Excerpted records START

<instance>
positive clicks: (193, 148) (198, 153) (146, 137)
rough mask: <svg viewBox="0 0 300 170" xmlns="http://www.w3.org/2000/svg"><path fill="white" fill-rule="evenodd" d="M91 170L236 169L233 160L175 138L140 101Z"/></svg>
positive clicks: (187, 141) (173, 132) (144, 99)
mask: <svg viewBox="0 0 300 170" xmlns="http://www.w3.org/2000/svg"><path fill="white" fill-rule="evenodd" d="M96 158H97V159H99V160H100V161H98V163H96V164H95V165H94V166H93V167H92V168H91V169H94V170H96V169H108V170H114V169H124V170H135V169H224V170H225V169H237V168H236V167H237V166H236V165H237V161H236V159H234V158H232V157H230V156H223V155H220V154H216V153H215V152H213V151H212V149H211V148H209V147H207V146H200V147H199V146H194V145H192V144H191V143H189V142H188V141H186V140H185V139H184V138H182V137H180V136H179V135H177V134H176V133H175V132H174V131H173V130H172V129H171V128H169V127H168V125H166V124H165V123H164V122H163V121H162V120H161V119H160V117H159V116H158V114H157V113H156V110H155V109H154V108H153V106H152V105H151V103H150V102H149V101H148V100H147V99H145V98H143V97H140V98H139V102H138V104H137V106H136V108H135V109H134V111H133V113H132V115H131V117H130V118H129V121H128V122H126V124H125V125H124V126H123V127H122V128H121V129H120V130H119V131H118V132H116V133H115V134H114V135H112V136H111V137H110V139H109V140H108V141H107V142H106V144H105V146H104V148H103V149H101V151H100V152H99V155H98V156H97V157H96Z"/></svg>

Excerpted records END

Aim of the task: Copy the entries again from the very first line through the line containing "positive clicks: (187, 141)", putting "initial mask" in place of "rough mask" and changing nothing else.

Expected output:
<instance>
positive clicks: (193, 148) (198, 153) (146, 137)
initial mask: <svg viewBox="0 0 300 170" xmlns="http://www.w3.org/2000/svg"><path fill="white" fill-rule="evenodd" d="M91 170L236 169L233 160L175 138L140 101Z"/></svg>
positive clicks: (187, 141) (173, 132) (144, 99)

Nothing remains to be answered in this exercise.